### Problems to work on
(a) In the KVSS ruling, on what ground alone can a certificate issued under s. 90(1) KVSS be reopened?
(b) Carry on the KVSS ruling, starting right after its last sentence.

### Source text
8. We may notice that a certificate issued under s. 90(1) KVSS making a determination as to the sum payable under KVSS, is conclusive as to the matter stated therein and cannot be reopened in any proceedings under any law for the time being in force, except on the ground of false declaration by any declarant. Therefore, before issue of a notice, there should be satisfaction that the declarant has made a false declaration. There is no such allegation in the course of the notice issued. All that is stated is that ‘adjustments already made should have been taken into account when calculating the tax arrears. As such there is a mistake in calculation, which needs rectification’. The whole basis of the notice is only that adjustments already made had not been taken note of. If this is the basis of the issuance of the notice and not the false declaration and that information was available with the Department even at the time of the finalisation of the proceedings under s. 90 KVSS, we fail to understand as to how the matter could be reopened at this stage. That information was already available with them and there is no false declaration in that regard. In that view of the matter, the notice issued is without jurisdiction.” In that view of the matter, this Court allowed the appeal, set aside the order made by the High Court by allowing the writ petition filed by the appellant and quash the notice issued by the Department calling upon the appellant to explain as to why the order issued earlier under s. 90(1) KVSS be not amended.

### Listing
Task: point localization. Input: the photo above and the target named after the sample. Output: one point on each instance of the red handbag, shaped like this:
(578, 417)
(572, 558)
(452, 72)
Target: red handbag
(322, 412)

### Responses in order
(a) Only on the ground of a false declaration by any declarant.

(b)
On a reading of the judgment in the case of Sushila Rani (supra), it is clear to us that if an assessee takes the option under this Scheme, he obtains immediate immunity under any proceeding under any and all laws in force. As such the present proceedings intimated under s. 120B r/w s. 420 of the IPC are bad and ought to have been quashed with immediate effect.

We shall now consider the judgment cited by learned senior counsel for the appellants in the case of Duncans Agro Industries Ltd., Calcutta (supra) which, inter alia, held that, “In the facts of the case, it appears to us, that there is enough justification for the High Court to hold that the case was basically a matter of civil dispute. The banks had already filed suits for recovery of the dues of the banks on account of credit facility and the said suits have been compromised on receiving the payments from the companies concerned. Even if an offence of cheating is prima facie constituted, such offence is a compoundable offence and compromise decrees passed in the suits instituted by the banks, for all intents and purposes, amounts to compounding of the offence of cheating.” It was further held that, “Considering the fact that the claims of banks have been satisfied and suit institute by the banks have been compromised on receiving payments, we do not think that the said complaints should be pursued any further. In our view, proceeding further with the complaints will not be expedient.”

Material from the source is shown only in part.